> **GOAL OF THE EXERCISE**: Pick out each line below that contains the string "outstretched" and copy it in full.

> **DATA ROWS**:
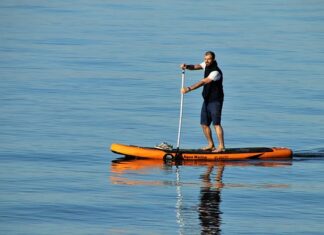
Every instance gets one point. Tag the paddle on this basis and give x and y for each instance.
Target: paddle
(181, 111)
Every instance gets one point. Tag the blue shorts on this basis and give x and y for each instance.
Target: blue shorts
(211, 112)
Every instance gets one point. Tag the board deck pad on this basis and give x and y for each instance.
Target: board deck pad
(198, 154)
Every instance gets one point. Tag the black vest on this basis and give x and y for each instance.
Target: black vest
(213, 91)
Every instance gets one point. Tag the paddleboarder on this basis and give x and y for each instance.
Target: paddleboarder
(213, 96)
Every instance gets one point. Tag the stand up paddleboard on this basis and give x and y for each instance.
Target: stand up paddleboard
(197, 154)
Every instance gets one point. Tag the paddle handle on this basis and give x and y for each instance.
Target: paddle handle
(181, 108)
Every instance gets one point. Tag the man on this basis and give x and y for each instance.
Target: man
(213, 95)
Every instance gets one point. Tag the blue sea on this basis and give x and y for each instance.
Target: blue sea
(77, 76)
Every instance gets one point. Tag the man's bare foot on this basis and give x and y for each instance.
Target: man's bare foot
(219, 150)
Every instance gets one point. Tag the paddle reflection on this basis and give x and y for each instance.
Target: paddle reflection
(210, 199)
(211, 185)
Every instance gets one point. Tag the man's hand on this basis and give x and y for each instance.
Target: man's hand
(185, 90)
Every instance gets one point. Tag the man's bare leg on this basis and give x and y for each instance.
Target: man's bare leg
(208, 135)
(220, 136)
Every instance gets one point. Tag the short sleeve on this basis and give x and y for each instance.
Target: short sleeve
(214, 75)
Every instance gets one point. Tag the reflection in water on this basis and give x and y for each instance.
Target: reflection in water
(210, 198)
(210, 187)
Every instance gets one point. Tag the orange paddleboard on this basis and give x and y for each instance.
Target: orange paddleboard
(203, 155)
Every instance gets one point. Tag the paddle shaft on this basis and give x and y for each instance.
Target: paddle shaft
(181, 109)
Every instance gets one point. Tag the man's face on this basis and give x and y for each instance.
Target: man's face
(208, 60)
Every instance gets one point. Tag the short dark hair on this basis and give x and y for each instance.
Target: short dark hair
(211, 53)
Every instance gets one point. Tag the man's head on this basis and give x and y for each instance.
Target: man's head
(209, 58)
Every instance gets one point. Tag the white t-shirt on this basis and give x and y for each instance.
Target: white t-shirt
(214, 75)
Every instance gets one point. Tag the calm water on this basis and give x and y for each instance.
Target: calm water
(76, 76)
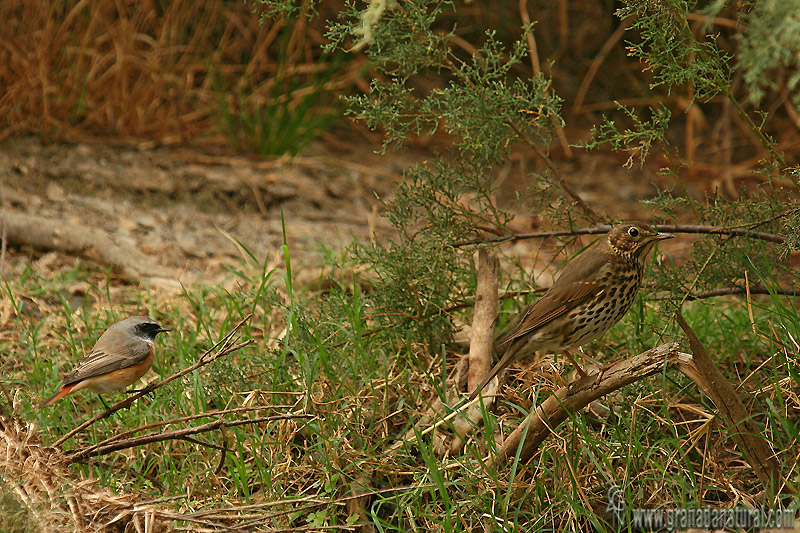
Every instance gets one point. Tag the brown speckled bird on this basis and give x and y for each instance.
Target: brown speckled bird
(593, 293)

--

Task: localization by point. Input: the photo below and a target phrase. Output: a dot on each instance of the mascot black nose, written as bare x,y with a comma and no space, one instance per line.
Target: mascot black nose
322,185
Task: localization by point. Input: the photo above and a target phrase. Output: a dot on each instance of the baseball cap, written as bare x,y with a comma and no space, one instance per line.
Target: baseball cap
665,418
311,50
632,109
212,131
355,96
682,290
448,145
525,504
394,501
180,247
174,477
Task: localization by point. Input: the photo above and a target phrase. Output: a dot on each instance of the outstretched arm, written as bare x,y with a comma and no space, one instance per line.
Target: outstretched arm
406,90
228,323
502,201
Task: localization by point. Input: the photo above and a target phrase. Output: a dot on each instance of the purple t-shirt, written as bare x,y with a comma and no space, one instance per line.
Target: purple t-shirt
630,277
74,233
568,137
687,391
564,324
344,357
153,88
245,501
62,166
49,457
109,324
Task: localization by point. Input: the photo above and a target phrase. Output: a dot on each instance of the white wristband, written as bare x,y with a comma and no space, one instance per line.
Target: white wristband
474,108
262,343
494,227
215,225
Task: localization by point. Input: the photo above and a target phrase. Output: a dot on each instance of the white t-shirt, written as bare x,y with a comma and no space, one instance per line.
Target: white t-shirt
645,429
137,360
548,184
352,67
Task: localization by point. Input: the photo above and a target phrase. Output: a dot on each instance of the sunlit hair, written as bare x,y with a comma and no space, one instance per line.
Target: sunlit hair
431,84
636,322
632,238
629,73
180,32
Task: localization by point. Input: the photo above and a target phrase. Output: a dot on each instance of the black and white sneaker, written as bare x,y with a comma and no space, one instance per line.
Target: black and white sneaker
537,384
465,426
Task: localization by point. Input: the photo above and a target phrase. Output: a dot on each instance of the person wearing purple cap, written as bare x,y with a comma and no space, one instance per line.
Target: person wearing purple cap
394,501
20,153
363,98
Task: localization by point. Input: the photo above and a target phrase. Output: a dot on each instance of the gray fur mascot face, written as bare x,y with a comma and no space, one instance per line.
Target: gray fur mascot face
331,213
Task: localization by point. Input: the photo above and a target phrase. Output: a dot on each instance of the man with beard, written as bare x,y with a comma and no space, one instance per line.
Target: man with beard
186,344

> **RESULT**:
Task: localization by point. Input: the photo above and a target phrase. Output: a dot on each instance of the outstretched arm, written as bare x,y with a comma and no space, one instance per line.
Target: outstretched arm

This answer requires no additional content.